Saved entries
*** Block opens ***

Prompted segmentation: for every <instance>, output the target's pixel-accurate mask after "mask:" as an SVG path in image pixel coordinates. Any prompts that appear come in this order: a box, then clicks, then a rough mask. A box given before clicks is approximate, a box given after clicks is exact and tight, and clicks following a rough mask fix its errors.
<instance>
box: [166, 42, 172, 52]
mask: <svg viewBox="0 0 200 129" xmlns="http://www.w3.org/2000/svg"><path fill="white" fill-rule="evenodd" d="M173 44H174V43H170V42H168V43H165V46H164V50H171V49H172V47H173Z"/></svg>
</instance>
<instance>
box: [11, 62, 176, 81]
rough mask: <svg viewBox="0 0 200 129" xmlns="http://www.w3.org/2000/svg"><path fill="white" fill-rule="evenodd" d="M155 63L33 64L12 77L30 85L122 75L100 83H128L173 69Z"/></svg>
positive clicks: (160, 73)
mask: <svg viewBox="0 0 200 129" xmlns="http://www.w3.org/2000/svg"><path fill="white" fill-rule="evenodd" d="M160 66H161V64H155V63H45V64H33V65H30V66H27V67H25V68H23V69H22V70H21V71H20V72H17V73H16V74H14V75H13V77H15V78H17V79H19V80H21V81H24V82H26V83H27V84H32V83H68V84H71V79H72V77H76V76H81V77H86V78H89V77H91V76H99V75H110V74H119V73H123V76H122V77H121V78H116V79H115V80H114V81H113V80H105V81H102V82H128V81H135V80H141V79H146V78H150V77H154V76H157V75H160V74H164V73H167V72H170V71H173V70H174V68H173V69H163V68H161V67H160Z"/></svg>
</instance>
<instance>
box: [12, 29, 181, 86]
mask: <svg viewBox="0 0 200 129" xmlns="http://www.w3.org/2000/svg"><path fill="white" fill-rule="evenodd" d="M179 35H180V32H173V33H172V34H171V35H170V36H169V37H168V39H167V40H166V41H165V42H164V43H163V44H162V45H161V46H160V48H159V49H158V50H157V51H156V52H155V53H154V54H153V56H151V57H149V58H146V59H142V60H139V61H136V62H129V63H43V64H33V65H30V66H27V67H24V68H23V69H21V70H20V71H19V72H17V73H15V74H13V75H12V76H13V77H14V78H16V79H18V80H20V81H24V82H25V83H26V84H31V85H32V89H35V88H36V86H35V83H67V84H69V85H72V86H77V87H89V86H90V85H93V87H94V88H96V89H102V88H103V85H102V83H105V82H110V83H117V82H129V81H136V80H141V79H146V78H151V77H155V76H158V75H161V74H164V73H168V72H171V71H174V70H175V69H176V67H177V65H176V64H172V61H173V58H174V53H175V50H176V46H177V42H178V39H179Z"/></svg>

*** Block closes ***

▶ _What you should do_
Would you please give the data above again, exactly as it appears?

▶ _Solution for this exercise_
Prompted segmentation: for every <instance>, output the target's pixel-accurate mask after "mask:" as an SVG path in image pixel coordinates. Any prompts that appear come in this order: a box, then clicks, then a rough mask. A box given before clicks is approximate, a box given after clicks is exact and tight, and clicks following a rough mask fix its errors.
<instance>
box: [166, 42, 172, 52]
mask: <svg viewBox="0 0 200 129" xmlns="http://www.w3.org/2000/svg"><path fill="white" fill-rule="evenodd" d="M173 44H174V43H170V42H168V43H165V46H164V50H171V49H172V47H173Z"/></svg>
</instance>
<instance>
box: [11, 62, 176, 81]
rough mask: <svg viewBox="0 0 200 129" xmlns="http://www.w3.org/2000/svg"><path fill="white" fill-rule="evenodd" d="M155 63L33 64L12 77L30 85L122 75L100 83H128L173 69Z"/></svg>
positive clicks: (160, 73)
mask: <svg viewBox="0 0 200 129" xmlns="http://www.w3.org/2000/svg"><path fill="white" fill-rule="evenodd" d="M160 66H161V64H155V63H45V64H33V65H30V66H27V67H25V68H23V69H22V70H21V71H20V72H17V73H16V74H14V75H13V77H15V78H17V79H19V80H21V81H24V82H26V83H27V84H32V83H68V84H71V79H72V77H76V76H81V77H86V78H89V77H91V76H99V75H110V74H119V73H123V76H122V77H121V78H116V79H115V80H114V81H113V80H105V81H102V82H128V81H135V80H141V79H146V78H150V77H154V76H157V75H160V74H164V73H167V72H170V71H173V70H174V68H173V69H163V68H161V67H160Z"/></svg>
</instance>
<instance>
box: [12, 29, 181, 86]
mask: <svg viewBox="0 0 200 129" xmlns="http://www.w3.org/2000/svg"><path fill="white" fill-rule="evenodd" d="M179 35H180V32H173V33H172V34H171V35H170V36H169V37H168V39H167V40H166V41H165V42H164V43H163V44H162V45H161V46H160V48H159V49H158V50H157V51H156V52H155V53H154V54H153V56H151V57H149V58H146V59H142V60H139V61H136V62H129V63H43V64H33V65H30V66H27V67H24V68H23V69H21V70H20V71H19V72H17V73H15V74H13V75H12V76H13V77H14V78H16V79H18V80H20V81H24V82H25V83H26V84H31V85H32V89H35V88H36V86H35V83H67V84H69V85H72V86H77V87H89V86H90V85H93V87H94V88H96V89H102V88H103V85H102V83H105V82H110V83H117V82H129V81H136V80H141V79H146V78H151V77H155V76H158V75H161V74H164V73H168V72H171V71H174V70H175V69H176V67H177V65H176V64H172V61H173V58H174V53H175V50H176V46H177V42H178V39H179Z"/></svg>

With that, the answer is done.